[Task] Reproduce the stretch of rows from the one containing "Identify the dog's beard" through the one containing "0, 505, 1344, 896", substituting "lawn" for "green grass" and leaving everything else unchanged.

[The data]
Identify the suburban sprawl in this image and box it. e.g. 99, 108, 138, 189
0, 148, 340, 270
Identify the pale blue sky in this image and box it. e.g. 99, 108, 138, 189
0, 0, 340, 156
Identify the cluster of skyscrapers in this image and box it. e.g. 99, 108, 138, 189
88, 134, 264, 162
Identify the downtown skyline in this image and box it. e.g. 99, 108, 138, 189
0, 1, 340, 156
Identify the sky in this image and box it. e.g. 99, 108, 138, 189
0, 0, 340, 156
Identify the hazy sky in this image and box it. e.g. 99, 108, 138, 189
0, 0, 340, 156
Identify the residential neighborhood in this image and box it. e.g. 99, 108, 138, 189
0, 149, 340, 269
==
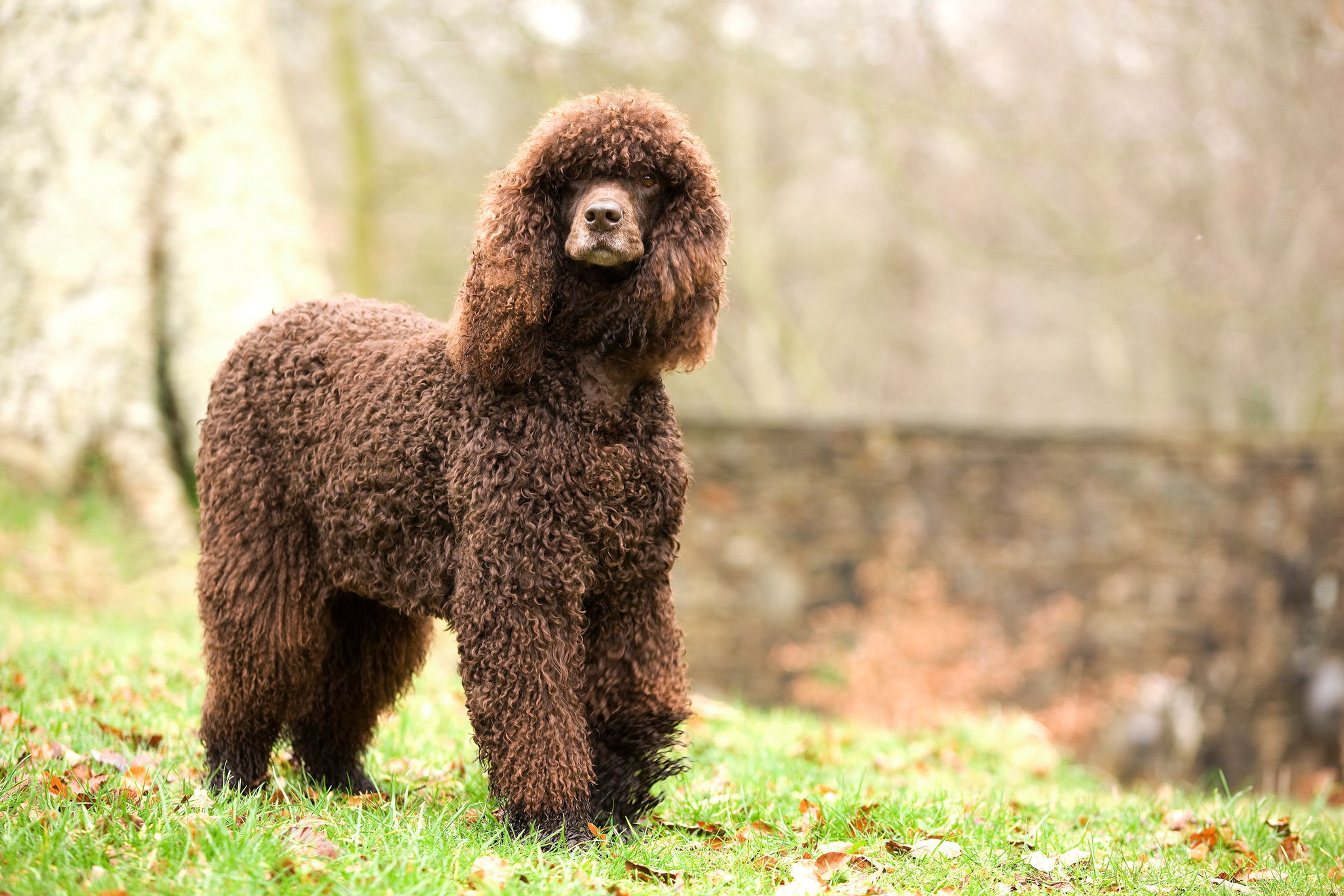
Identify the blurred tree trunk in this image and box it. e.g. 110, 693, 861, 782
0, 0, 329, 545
--
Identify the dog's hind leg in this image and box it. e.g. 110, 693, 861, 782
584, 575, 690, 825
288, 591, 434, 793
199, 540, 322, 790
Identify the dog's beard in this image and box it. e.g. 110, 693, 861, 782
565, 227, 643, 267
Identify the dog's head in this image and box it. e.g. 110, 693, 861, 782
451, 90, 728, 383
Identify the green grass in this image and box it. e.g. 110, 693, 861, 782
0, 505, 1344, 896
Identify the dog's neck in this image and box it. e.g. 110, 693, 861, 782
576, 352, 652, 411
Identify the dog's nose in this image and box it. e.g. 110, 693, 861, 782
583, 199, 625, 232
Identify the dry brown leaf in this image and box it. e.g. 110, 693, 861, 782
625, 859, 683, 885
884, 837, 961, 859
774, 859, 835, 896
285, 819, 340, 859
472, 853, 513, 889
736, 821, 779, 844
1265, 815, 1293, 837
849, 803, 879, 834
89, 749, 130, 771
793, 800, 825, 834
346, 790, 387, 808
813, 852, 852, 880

[Task answer]
Identify the dog's beard in this image and box it. e.g. 110, 693, 861, 782
565, 227, 643, 267
Identify the dog's head in this image and box it. e.g. 110, 693, 861, 782
451, 90, 728, 383
Identify the lawn in this image and box it. e.g. 110, 693, 861, 782
0, 505, 1344, 896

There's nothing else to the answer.